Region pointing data
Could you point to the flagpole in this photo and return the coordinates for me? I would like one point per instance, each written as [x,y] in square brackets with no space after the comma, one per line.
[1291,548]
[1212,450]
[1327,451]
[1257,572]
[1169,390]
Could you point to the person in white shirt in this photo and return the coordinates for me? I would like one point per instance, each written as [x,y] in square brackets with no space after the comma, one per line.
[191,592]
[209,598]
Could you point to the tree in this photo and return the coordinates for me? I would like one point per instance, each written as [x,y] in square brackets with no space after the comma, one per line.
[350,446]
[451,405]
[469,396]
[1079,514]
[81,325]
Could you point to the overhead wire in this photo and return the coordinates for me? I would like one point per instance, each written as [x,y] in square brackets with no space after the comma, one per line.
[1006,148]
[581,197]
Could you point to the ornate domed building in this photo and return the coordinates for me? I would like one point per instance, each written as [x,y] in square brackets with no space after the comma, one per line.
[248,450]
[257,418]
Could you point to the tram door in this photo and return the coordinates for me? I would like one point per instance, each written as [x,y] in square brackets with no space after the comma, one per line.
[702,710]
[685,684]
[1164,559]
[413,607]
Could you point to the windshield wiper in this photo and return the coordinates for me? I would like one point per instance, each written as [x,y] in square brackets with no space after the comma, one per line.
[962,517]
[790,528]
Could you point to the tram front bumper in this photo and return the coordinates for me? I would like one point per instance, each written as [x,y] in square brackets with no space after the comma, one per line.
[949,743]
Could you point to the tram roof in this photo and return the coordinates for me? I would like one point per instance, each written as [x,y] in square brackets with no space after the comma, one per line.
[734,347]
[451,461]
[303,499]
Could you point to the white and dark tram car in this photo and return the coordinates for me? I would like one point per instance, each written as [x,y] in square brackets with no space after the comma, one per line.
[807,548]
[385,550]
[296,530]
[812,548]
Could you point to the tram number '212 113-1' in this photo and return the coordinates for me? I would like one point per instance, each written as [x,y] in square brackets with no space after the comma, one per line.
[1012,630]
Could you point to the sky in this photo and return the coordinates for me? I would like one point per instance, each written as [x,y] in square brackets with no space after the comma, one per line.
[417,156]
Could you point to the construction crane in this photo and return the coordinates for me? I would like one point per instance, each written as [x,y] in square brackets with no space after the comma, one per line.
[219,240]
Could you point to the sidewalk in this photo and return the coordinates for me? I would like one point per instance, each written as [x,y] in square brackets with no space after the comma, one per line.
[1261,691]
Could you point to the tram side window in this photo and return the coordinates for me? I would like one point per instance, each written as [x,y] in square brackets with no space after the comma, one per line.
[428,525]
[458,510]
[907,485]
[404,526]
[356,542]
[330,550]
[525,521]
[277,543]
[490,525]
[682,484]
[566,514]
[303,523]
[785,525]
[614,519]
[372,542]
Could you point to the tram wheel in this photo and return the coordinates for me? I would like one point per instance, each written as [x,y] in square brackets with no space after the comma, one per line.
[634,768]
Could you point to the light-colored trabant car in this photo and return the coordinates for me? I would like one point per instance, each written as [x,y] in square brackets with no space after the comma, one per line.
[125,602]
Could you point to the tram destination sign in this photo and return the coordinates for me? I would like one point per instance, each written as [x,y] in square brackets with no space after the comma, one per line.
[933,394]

Exercise aim:
Each line above is to be repeated exactly.

Answer to this task:
Could you point to the flagpole in this photo and return the coordinates for me? I would like one point per instance, each written as [x,y] in square brackets with no space after the comma, one per line.
[1291,548]
[1212,450]
[1327,451]
[1257,572]
[1169,390]
Could you point to the person in white shirt in this photo and return the coordinates for me? I would like one point per instance, each written as [x,y] in square brackets with no space after the comma, one per line.
[191,592]
[209,598]
Could you point to the tree in this photo and return the coordinates for me? I would like one point per instance, each written as [x,y] in square brackets with no space after the comma, one per line.
[350,446]
[451,405]
[469,396]
[1079,514]
[81,325]
Could you point to the overhead wire in this photo and return the coordinates for me? I would like one point per instance, each written as [x,y] in square brackets with no space after the comma, one per line.
[1006,148]
[581,197]
Could you point to the ornate domed building in this photo and return the coordinates for me? I would like one point per instance, each written as [x,y] in square brackets with no space after the comma, one per line.
[248,450]
[257,418]
Could you point to the tram door in this photo and return the coordinates for me? I would like one point per instance, each written as [x,y] in square brackets with no space after the comma, one per line.
[702,710]
[685,684]
[1164,559]
[413,607]
Could you point to the windshield wiper in this photo and return the coordinates for me? I would like one point per instance, each written as [x,y] in square brackets with no space after the comma, one per line.
[962,517]
[790,528]
Could you point to the tram front bumper in this photo and return the coordinates for me? I would like one point per instance, each written as [x,y] in square brackets with no space after the comma, one per line.
[949,743]
Could you point to the tram roof in this photo and return the coordinates for me? I would like one point per instance, each written as [x,y] in square brackets with no space after the comma, one per line.
[734,347]
[451,461]
[303,499]
Could you point to the white and dark tram car in this photo and return the coordinates for me? I would like one point per instance, each written as [x,y] in square brackets with no space after the comma, one per line.
[807,548]
[385,550]
[296,530]
[812,548]
Could you point to the tram number '212 113-1' in this photo and return the coordinates for me? I would like one point per instance, each written as [x,y] in square brackets with no space after the comma, one per line.
[1012,630]
Could you point to the sky in this photo and return the coordinates for me? I would like one point per instance, each written as [x,y] in square brackets with no space after the comma, one per line.
[417,156]
Could you point to the construction crane in this photo and return the coordinates for me? I would like one point per instance, each written as [x,y] in square brackets with no space after the comma, one per line.
[219,240]
Could you point to the sidewalk in this photo and return the coordinates for me? I would like one point per instance, each written as [x,y] in square brackets with no space after the comma, one per line.
[1261,691]
Could you point to the tram side window in this photo and return the coordinates for me? I would like one point per instance, each written as [x,y] in square brackets with no space after the comma, one per line.
[428,525]
[458,510]
[907,485]
[404,526]
[356,542]
[330,550]
[525,521]
[277,543]
[490,525]
[682,484]
[566,514]
[303,523]
[785,525]
[614,519]
[372,542]
Could you point to the tram wheel in this photo and return the coordinates for me? I would like one point per instance, each written as [x,y] in square brackets with no space after the comma, one per line.
[634,768]
Could you point to the light-colored trabant car in this photo and return the coordinates for me? I would like one point per instance, each written as [x,y] in square brackets with no space after the comma, one per line.
[125,602]
Could you point to the tram destination sign in this photo and return the coordinates for me? I would like one point per instance, each written as [x,y] in square brackets with no space after the comma, one per line.
[933,394]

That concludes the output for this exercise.